--- start ---

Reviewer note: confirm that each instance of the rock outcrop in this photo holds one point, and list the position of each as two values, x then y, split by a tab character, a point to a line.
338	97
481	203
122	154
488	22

--- end ---

● **Task to carry out**
Reproduce the entire listing above, line for line and without alteration.

● **Expected answer**
Reviewer note: confirm that each instance of the rock outcrop in this photo holds one point, and list the position of each as two values, x then y, split by a tab character, a point to a line.
338	97
481	203
122	154
488	22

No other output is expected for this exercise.